● **Work to complete**
Reproduce the records below with every occurrence of "Reviewer note" swapped for "QA note", leaving all other text unchanged.

.....

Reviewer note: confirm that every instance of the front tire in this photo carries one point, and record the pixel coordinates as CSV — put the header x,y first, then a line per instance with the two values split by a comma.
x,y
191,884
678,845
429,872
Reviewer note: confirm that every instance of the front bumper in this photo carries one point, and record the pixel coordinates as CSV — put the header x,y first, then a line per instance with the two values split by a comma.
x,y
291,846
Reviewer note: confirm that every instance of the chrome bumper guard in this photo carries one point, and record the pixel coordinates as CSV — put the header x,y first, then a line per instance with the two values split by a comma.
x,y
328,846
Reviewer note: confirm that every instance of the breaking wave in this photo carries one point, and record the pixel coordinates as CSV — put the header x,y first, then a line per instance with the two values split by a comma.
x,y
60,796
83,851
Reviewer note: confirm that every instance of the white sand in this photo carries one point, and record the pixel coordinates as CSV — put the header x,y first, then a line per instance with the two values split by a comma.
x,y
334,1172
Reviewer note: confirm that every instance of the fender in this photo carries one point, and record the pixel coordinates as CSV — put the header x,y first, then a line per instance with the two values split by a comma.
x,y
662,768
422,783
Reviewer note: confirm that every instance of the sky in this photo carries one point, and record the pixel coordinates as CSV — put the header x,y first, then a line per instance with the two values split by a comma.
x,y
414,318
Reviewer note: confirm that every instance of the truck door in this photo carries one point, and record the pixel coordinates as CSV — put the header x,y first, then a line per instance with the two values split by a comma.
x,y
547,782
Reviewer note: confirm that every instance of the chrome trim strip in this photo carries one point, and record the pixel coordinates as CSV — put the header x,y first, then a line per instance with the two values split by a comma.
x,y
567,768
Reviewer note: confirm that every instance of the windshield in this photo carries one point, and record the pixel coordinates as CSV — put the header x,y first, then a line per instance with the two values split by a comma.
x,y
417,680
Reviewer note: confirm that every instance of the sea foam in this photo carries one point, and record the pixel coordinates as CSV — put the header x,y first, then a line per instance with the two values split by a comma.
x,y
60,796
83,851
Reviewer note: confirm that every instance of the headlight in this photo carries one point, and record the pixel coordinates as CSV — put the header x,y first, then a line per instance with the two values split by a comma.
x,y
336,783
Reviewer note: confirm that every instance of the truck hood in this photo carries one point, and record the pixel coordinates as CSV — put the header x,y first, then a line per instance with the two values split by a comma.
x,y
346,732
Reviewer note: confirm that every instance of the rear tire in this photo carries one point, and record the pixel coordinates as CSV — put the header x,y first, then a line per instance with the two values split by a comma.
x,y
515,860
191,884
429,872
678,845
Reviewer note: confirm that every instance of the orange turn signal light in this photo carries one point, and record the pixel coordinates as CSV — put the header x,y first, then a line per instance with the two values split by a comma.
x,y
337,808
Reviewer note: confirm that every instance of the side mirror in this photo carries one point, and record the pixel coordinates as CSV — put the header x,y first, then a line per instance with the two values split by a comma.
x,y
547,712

.....

● **The completed task**
QA note: confirm that every instance of the front tire in this photo carries one point, and record the pixel coordinates as CSV — put the header x,y first, then a line per instance with the two values split by a comma.
x,y
191,884
678,845
429,872
QA note: confirm that every instance of the front bumper in this photo carries one point, and record the pixel coordinates as CSV — put the header x,y first, then a line per instance with the two values split by a comma.
x,y
291,846
QA note: confirm that every instance of the chrome bumper guard in this photo carries one point, and record the pixel coordinates as CSV — put the header x,y first, then a line per instance with the two values split by a comma.
x,y
328,846
QA note: confirm that every instance of the breaking wave in this photo carries one point, and record the pixel coordinates as CSV — put the header x,y first, then a line per instance with the two values split by a comma.
x,y
60,796
83,851
QA note: confirm that every instance of the white sand in this photo carries one point, and record the pixel coordinates as CSV — put the header x,y first, then a line per instance with the two values split by a comma.
x,y
334,1172
QA note: confirm that every instance of the fender in this photo carries one point, and record the pixel coordinates as CSV — put the header x,y first, then a line per instance with the two values split by a comma.
x,y
662,768
422,783
QA note: confirm that every instance of the sky in this photo carries one point, and record the pixel coordinates as CSV — put the header x,y first, then a line per instance with the two values split by a comma.
x,y
414,318
QA note: confirm that every instance of the truck door in this photo carries one point, and record the pixel coordinates as CSV — put the header x,y first, then a line per instance with the two values split by a comma.
x,y
547,782
QA note: confirm that every instance of the chrome trim strip in this photo carries one point, and record the pixel coordinates as CSV — put the header x,y first, then a line per instance with the two values split by a comma.
x,y
567,768
QA note: confirm that every instance of the windshield in this photo carries one point, and record the pixel coordinates as CSV — put the header x,y first, then a line per instance with the two values split by a comma.
x,y
417,680
QA note: confirm that every instance of the sea foam in this photo carries one point, and record the pixel coordinates as CSV — put the header x,y first, then a line per instance with the two values split by a comma.
x,y
60,796
83,851
QA note: confirm that every instance of the headlight in this photo carries one point, and record the pixel coordinates as CSV — put the header x,y first, then a line per instance with the two values split by a comma.
x,y
336,783
QA note: confirm that every instance of the truck hood in this photo carries one point, and record the pixel coordinates as CSV — put the header x,y first, then a line per instance with the two values split by a comma.
x,y
346,732
QA note: confirm that every instance of the rear tire in this photo carries one point, and record the pixel coordinates as CSV — put the header x,y first, then a line per instance with the two values split by a comma.
x,y
515,860
191,884
429,872
678,845
QA note: confirm that every instance of the orange turn signal light in this photo carries one point, and record the pixel coordinates as CSV — put the header x,y first, then a line per instance with the two values split by a comma.
x,y
337,808
QA note: confirm that every instance of the side mirror in this photo carries one point, and record the pixel coordinates as CSV — put the header x,y first, then a line per instance with the two values split by a comma.
x,y
547,712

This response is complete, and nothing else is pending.